Però, se la testa è immersa in mille sensazioni contrastanti tanto da renderla un “monolite”, l’unico modo per andare avanti è quello di farsi trasportare dalle persone che ti stanno accanto e dal loro bagaglio di esperienze. E così, dopo i primi chilometri di inseguimento, mentre il cielo sopra di noi è plumbeo e la pioggia continua a battere in testa, i racconti di Matteo e Mattia sulle loro infinite avventure alla Parigi Brest Parigi hanno illuminato la giornata, aiutandomi a focalizzare in pieno l’obiettivo.

Devo, infatti, dire grazie ai loro racconti se ho deciso di non mollare, anche quando dopo quasi 300 chilometri, tutti sotto l’acqua, ho avuto una profonda crisi di freddo nel cuore della notte, tanto da far fatica a mangiare una volta arrivato al ristoro, o quando superata la crisi ho bucato in cima a una salita, ricominciando così a tremare fino a giungere al dormitorio, ormai troppo tardi per provare a riposare.

**Dati forniti**
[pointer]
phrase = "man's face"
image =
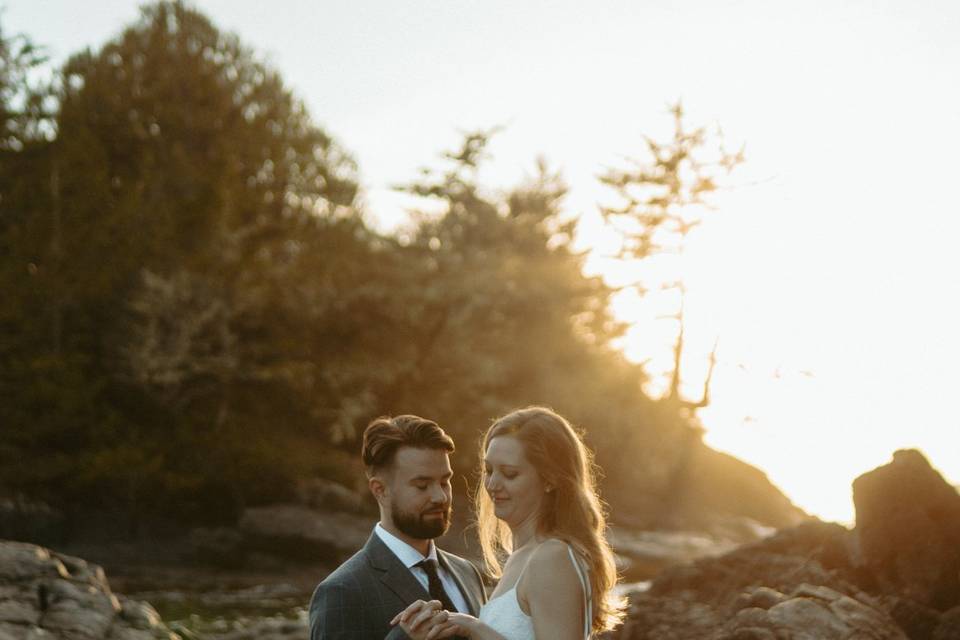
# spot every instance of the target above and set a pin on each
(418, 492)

---

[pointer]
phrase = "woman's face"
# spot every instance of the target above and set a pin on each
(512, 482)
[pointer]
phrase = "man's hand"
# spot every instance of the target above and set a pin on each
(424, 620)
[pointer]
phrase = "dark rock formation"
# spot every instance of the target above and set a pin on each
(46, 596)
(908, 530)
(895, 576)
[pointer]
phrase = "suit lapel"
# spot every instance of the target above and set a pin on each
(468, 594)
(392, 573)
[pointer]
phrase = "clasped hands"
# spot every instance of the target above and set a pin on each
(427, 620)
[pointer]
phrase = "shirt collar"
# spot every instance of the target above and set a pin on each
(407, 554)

...

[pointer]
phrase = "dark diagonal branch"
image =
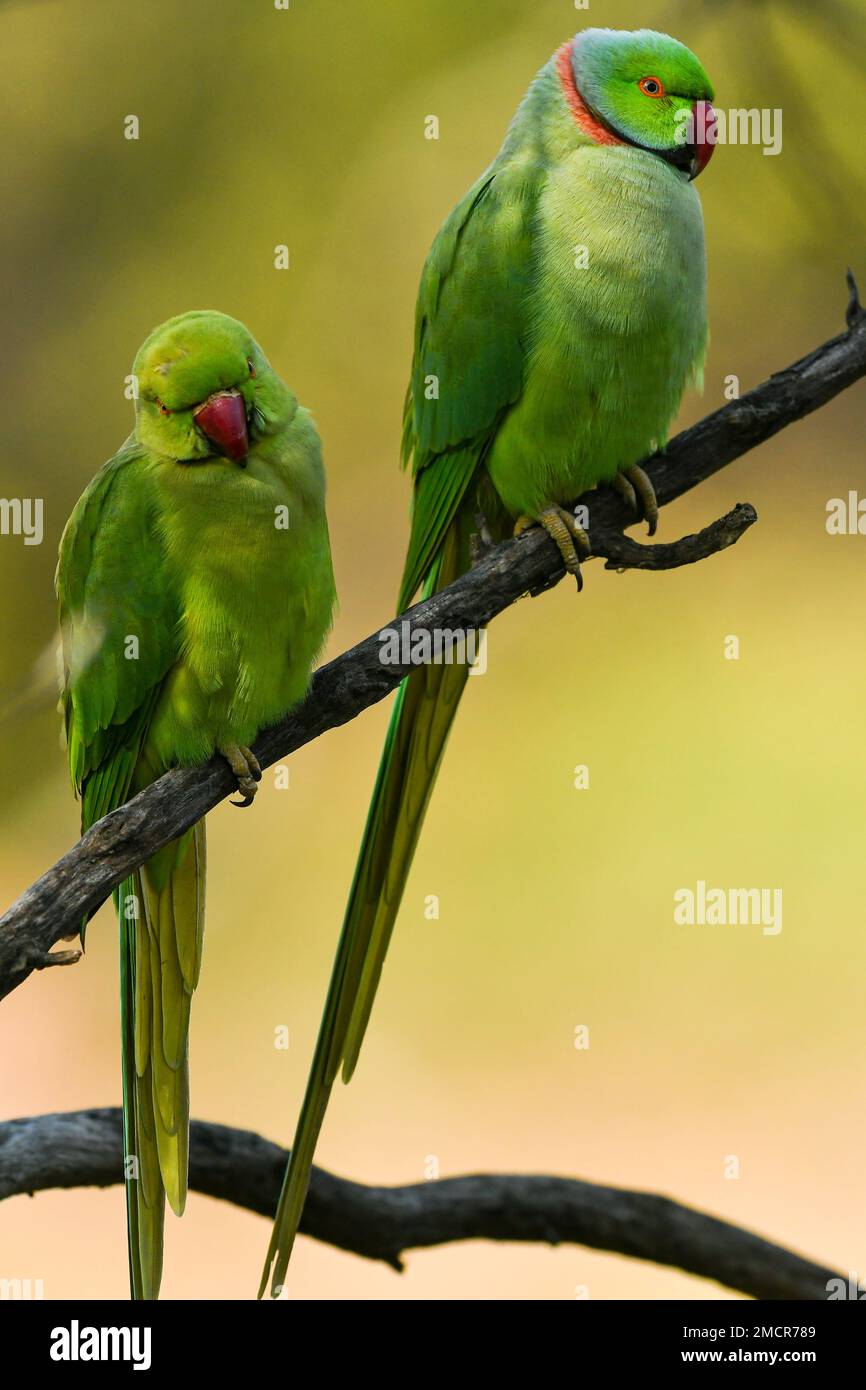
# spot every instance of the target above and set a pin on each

**Istruzioni**
Trascrivi senza modifiche il tratto del brano che va da "Però, se la" fino a "in pieno l’obiettivo.".

**Risposta completa**
Però, se la testa è immersa in mille sensazioni contrastanti tanto da renderla un “monolite”, l’unico modo per andare avanti è quello di farsi trasportare dalle persone che ti stanno accanto e dal loro bagaglio di esperienze. E così, dopo i primi chilometri di inseguimento, mentre il cielo sopra di noi è plumbeo e la pioggia continua a battere in testa, i racconti di Matteo e Mattia sulle loro infinite avventure alla Parigi Brest Parigi hanno illuminato la giornata, aiutandomi a focalizzare in pieno l’obiettivo.